- **TEXT EXTRACT**
Android Is Helping Kill Passwords on a Billion Devices

The FIDO Alliance -- a consortium that develops open source authentication standards -- has been pushing to expand its secure login protocols to make seamless logins a reality for several years. Today, it has hit the jackpot: Google. From a report: On Monday, Google and the FIDO Alliance announced that Android has added certified support for the FIDO2 standard, meaning that the vast majority of devices running Android 7 or later will now be able to handle password-less logins in mobile browsers like Chrome. Android already offered secure FIDO login options for mobile apps, where you authenticate using a phone's fingerprint scanner or with a hardware dongle like a YubiKey. But FIDO2 support will make it possible to use these easy authentication steps for web services in a mobile browser instead of laboriously typing in your password every time you want to log in. Web developers can now design their sites to interact with Android's FIDO2 management infrastructure.

No way to re-secure your body

Biometrics can be stolen or faked. But there's no way for the legitimate owner of that body to replace them when that happens.

- **ENTRIES SUPPLIED**

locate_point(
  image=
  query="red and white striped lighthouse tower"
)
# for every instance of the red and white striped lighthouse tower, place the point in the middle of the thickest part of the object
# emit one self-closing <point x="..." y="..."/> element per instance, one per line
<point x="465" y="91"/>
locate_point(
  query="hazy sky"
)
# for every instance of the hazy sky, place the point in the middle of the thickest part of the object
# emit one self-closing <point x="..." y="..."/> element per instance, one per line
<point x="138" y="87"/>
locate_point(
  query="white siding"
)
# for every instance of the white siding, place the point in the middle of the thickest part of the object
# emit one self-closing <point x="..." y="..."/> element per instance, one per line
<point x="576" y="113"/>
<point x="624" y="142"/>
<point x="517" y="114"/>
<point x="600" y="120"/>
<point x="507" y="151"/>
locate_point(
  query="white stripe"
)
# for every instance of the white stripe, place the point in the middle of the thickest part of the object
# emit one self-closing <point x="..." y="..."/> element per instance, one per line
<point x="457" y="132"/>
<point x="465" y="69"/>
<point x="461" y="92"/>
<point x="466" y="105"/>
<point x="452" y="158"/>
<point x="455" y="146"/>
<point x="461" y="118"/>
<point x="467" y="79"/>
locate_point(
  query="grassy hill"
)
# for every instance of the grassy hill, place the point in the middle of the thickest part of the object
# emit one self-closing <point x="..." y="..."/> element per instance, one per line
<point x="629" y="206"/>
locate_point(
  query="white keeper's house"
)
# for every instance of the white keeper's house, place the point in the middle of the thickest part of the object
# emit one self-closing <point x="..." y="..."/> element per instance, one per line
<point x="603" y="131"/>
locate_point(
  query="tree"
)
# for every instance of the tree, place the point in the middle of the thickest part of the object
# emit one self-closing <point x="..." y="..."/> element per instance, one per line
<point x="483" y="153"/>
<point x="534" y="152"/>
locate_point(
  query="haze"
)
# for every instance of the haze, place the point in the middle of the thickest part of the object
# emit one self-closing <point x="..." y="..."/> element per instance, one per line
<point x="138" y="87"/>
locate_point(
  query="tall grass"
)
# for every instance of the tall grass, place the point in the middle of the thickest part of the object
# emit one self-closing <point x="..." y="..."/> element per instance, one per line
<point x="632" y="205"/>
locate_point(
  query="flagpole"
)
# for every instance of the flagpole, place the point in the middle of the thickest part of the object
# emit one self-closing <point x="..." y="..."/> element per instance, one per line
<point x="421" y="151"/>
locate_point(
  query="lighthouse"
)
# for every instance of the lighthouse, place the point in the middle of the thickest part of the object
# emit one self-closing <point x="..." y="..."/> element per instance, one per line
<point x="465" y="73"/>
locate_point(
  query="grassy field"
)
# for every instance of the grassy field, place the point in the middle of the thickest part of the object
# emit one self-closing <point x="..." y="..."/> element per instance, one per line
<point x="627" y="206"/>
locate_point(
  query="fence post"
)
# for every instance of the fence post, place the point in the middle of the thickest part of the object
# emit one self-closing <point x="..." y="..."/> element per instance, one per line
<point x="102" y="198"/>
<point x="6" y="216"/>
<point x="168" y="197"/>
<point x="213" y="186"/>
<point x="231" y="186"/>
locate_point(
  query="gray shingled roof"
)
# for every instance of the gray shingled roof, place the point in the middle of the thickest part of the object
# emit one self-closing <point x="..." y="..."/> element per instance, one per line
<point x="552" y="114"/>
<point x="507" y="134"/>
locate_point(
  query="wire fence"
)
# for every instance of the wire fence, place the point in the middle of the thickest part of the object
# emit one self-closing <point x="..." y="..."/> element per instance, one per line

- **WHAT THIS EXERCISE ASKS**
- A) According to the text on Android and FIDO2, on which Android devices will password-less logins in mobile browsers become possible?
- B) From the text on Android and FIDO2, output the passage that begins at the words "No way to re-secure" and stops after the words "when that happens.".
- C) Name every software or hardware product mentioned in the text on Android and FIDO2.
The items shown above are separate material, apart from the text on Android and FIDO2.

- **SOLUTION SET**
- A) The vast majority of devices running Android 7 or later.

- B)
No way to re-secure your body

Biometrics can be stolen or faked. But there's no way for the legitimate owner of that body to replace them when that happens.

- C) Android, Chrome, YubiKey